** begin LISTED ENTRIES **
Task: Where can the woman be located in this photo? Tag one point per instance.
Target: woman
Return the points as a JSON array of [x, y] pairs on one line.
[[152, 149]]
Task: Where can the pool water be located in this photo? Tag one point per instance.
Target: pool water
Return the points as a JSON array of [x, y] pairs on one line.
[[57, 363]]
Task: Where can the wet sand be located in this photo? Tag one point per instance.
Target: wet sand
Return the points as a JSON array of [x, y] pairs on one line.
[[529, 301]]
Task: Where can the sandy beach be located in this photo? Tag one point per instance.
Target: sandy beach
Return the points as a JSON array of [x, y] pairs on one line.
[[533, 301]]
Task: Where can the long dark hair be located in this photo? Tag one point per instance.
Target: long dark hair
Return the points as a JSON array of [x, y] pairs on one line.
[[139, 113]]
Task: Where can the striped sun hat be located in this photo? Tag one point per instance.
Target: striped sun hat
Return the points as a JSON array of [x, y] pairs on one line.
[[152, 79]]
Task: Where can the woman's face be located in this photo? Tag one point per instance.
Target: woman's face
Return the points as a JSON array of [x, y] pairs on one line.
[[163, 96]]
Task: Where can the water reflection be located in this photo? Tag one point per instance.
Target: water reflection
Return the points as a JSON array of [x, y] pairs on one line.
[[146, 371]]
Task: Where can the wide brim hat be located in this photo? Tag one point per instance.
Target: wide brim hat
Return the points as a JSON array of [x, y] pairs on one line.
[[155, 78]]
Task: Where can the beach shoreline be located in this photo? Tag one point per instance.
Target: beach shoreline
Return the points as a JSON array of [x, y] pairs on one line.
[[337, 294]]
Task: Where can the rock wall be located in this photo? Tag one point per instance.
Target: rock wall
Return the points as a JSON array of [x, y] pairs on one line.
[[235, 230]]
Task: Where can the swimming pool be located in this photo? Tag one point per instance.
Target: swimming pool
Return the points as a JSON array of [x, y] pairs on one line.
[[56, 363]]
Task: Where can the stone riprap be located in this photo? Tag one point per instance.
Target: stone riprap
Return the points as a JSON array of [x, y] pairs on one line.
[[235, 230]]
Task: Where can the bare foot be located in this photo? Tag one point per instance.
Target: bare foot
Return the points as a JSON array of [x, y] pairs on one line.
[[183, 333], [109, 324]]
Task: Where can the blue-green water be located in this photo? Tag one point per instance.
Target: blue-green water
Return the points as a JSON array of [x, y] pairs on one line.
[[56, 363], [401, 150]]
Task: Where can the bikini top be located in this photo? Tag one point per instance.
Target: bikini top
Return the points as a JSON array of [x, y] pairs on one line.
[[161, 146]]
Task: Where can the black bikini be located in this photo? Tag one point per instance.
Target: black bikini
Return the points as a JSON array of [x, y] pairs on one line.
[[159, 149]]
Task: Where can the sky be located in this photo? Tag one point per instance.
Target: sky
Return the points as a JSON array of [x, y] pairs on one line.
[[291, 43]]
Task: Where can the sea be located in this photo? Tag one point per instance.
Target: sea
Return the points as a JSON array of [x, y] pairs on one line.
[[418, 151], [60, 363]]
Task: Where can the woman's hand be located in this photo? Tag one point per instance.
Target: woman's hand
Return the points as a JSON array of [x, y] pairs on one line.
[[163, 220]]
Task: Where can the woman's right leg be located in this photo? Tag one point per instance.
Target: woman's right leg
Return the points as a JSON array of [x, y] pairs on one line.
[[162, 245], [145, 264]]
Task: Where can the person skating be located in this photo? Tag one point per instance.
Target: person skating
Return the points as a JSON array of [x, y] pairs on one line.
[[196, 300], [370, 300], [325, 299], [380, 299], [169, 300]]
** end LISTED ENTRIES **
**TASK TO CARRY OUT**. Reproduce all of the data above, swapping every instance of "one line" for "a single line" and leaving everything else unchanged.

**COMPLETED TASK**.
Task: Where can the woman be located in this photo? Tag one point per instance.
Target: woman
Return the points as a JSON array of [x, y] pairs on a single line.
[[152, 149]]
Task: Where can the pool water be located in this photo? Tag one point per instance.
Target: pool water
Return the points as a JSON array of [x, y] pairs on a single line.
[[57, 363]]
Task: Where can the wet sand be located in this photo? Tag one point per instance.
Target: wet sand
Return the points as a JSON array of [x, y] pairs on a single line.
[[529, 301]]
Task: Where can the sandy beach be located in this photo? Tag one point per instance.
Target: sandy beach
Return the points as a JSON array of [x, y] pairs on a single line.
[[533, 301]]
Task: Where can the long dark hair be located in this photo? Tag one point per instance.
Target: long dark hair
Return the points as a JSON array of [x, y] pairs on a single line.
[[139, 113]]
Task: Where can the striped sun hat be located in this photo? Tag one point per instance.
Target: striped sun hat
Return the points as a JSON array of [x, y] pairs on a single line.
[[152, 79]]
Task: Where can the woman's face be located in this photo? Tag one point per instance.
Target: woman's face
Return the points as a JSON array of [x, y] pairs on a single line.
[[163, 96]]
Task: Where can the water reflection be located in this photo? Tag one point per instance.
Target: water reflection
Return the points as a JSON array of [x, y] pairs on a single line.
[[146, 371]]
Task: Where can the wide brim hat be located in this photo? Tag one point per instance.
Target: wide brim hat
Return the points as a JSON array of [x, y] pairs on a single line.
[[155, 78]]
Task: Where can the beach shoreline be located in this photo? Tag one point per instance.
Target: beach shoreline
Return the points as a JSON array of [x, y] pairs on a single line.
[[337, 294]]
Task: Where can the rock wall be located in this photo? Tag one point per instance.
Target: rock wall
Return the points as a JSON array of [x, y] pairs on a single line.
[[235, 230]]
Task: Where can the swimming pool be located in this photo? Tag one point per instance.
Target: swimming pool
Return the points as a JSON array of [x, y] pairs on a single line.
[[56, 363]]
Task: Where can the stone riprap be located in this photo? Tag one point per instance.
Target: stone riprap
Return the points as a JSON array of [x, y] pairs on a single line.
[[235, 230]]
Task: Where can the bare foot be located in this photo? Tag one point per instance.
Target: bare foot
Return the points as a JSON array of [x, y] pairs on a single line.
[[183, 333], [109, 324]]
Task: Where can the blue-green water be located in this photo? Tag one point per instance.
Target: blue-green water
Return the points as a JSON array of [x, y] pairs on a single line.
[[56, 363], [401, 150]]
Task: Where can the bikini top be located in this photo? Tag one point per instance.
Target: bikini top
Return the points as a JSON array of [x, y] pairs on a single line.
[[161, 146]]
Task: Where can the black bikini be located in this photo? Tag one point per instance.
Target: black bikini
Return the points as a JSON array of [x, y] pairs on a single line.
[[159, 149]]
Task: Where can the sky be located in this photo? Tag one point per instance.
Target: sky
Return the points as a JSON array of [x, y] pairs on a single line.
[[291, 43]]
Task: Where can the sea be located in this photo? Tag one point per instance.
Target: sea
Return the points as a JSON array of [x, y] pairs on a single line.
[[418, 151], [60, 363]]
Task: Where can the woman's hand be located in this photo? Tag one point per instance.
Target: woman's hand
Return the points as a JSON array of [x, y] pairs on a single line.
[[163, 220]]
Task: Where can the woman's right leg be located in this photo? Tag one point per instance.
Target: woman's right leg
Return the points as a JSON array of [x, y] pairs on a single line.
[[162, 245], [145, 264]]
Task: Where can the person skating be located in this photo? Tag one point per instance.
Target: person skating
Return the points as a JSON array of [x, y] pairs on a single line.
[[196, 300], [370, 300], [325, 299], [380, 299], [169, 300]]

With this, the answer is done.